[Natural language region descriptions]
● ● ● ●
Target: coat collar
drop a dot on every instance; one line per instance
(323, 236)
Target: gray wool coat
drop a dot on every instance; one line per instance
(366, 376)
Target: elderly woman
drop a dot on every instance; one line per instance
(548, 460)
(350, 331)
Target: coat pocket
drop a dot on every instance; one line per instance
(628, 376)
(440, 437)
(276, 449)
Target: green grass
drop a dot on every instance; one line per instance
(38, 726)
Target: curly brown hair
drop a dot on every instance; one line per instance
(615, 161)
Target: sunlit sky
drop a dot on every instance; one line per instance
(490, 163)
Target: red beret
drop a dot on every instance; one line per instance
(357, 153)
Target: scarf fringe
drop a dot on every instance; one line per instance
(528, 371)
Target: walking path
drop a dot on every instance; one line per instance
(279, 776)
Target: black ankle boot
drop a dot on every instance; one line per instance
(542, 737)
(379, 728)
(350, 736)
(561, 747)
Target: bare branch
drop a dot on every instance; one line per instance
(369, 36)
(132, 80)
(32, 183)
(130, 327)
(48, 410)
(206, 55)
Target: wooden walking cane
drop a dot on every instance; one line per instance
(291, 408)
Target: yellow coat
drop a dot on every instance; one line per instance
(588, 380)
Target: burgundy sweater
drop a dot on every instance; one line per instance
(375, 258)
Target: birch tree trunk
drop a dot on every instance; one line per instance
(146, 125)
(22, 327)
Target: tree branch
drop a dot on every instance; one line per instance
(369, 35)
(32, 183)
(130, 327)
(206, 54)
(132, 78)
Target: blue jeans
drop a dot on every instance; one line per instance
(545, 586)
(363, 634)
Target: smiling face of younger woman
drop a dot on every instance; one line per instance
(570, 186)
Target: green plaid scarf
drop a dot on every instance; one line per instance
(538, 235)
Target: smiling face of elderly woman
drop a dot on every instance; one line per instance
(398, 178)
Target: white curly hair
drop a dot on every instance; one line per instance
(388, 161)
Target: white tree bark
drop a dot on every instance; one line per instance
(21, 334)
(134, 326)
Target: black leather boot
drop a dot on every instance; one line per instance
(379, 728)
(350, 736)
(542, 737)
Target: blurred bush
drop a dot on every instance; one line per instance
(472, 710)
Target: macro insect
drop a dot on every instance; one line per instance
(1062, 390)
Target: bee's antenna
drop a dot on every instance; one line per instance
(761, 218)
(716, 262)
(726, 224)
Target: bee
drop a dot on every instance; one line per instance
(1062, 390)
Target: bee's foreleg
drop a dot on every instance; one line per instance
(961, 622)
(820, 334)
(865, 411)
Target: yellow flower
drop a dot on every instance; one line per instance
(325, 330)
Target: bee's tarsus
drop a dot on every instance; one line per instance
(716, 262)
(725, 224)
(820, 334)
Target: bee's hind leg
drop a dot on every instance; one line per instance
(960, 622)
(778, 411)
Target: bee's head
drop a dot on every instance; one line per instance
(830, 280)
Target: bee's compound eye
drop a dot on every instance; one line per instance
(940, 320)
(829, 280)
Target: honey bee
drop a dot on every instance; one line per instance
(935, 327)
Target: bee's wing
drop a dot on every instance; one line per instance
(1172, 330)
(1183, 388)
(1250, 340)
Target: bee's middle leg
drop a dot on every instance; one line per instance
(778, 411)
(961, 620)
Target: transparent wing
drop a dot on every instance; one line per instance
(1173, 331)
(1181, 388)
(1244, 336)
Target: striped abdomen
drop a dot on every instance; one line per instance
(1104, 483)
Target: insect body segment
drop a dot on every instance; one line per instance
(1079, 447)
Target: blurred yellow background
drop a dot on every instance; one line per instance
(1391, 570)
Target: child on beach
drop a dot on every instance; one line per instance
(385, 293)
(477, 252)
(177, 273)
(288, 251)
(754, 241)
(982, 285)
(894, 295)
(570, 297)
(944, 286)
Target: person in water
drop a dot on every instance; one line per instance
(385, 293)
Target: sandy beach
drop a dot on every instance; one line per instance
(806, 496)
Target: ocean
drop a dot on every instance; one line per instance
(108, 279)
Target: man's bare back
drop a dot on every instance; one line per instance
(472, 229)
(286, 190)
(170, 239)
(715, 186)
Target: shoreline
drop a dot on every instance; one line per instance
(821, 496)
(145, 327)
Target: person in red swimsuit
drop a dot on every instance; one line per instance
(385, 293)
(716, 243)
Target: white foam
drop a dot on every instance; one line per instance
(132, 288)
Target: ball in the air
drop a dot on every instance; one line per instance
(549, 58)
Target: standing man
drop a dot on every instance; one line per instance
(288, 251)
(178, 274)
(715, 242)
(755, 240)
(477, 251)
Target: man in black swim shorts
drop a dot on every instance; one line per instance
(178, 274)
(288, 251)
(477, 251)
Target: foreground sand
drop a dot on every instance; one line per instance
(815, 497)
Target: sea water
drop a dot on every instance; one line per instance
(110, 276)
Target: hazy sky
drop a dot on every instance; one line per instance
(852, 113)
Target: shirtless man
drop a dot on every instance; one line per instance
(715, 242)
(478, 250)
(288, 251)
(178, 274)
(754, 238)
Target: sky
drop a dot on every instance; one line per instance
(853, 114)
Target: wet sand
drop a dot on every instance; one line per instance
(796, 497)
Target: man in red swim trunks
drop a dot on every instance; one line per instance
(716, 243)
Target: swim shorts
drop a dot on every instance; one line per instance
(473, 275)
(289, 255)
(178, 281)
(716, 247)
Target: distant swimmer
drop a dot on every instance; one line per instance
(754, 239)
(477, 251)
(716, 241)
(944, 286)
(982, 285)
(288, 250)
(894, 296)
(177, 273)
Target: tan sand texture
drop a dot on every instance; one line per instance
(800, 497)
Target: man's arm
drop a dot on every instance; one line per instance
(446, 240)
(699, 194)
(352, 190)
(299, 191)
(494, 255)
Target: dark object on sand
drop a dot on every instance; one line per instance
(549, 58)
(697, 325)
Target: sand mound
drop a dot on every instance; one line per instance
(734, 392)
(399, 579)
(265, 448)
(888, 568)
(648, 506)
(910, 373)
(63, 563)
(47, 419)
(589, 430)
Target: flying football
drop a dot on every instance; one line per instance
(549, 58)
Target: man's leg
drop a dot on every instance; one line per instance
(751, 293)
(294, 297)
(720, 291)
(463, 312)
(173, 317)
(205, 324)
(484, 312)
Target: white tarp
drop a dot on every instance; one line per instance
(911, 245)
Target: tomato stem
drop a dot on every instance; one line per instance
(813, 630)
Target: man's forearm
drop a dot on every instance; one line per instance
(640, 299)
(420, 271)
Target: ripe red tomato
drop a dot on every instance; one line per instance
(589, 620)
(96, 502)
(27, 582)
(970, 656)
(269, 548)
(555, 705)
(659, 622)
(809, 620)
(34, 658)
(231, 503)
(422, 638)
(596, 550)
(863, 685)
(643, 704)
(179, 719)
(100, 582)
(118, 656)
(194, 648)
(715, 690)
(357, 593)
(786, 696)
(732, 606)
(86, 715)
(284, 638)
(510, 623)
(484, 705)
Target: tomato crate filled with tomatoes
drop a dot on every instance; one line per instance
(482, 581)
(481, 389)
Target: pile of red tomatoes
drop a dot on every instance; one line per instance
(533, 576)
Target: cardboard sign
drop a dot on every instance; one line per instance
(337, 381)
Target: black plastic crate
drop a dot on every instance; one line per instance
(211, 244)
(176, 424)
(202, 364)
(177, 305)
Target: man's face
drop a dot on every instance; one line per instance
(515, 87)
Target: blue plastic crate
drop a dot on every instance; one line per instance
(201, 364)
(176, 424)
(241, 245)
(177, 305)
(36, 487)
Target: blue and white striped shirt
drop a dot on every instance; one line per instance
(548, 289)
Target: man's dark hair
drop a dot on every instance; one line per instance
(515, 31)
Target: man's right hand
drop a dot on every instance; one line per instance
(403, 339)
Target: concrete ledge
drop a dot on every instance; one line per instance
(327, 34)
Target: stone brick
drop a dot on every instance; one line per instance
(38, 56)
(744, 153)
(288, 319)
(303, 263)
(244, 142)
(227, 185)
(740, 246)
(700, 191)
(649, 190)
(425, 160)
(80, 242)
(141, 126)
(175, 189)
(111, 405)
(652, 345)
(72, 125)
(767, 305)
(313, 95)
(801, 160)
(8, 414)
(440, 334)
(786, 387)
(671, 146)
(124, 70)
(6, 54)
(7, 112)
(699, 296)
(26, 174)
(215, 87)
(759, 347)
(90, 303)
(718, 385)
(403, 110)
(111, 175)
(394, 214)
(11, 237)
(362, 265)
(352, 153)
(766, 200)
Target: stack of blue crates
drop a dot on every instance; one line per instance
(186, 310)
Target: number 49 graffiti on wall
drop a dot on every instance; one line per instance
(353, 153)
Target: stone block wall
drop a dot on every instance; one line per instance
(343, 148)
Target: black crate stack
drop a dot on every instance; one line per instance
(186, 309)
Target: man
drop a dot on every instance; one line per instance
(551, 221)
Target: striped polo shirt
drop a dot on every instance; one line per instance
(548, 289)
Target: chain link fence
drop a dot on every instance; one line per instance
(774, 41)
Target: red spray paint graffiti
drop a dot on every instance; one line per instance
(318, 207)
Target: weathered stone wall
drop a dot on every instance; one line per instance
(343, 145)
● ● ● ●
*Assigned task*: Which lines above contain the word "stone"? Show each of them.

*Result*:
Target: stone brick
Target: stone block wall
Target: weathered stone wall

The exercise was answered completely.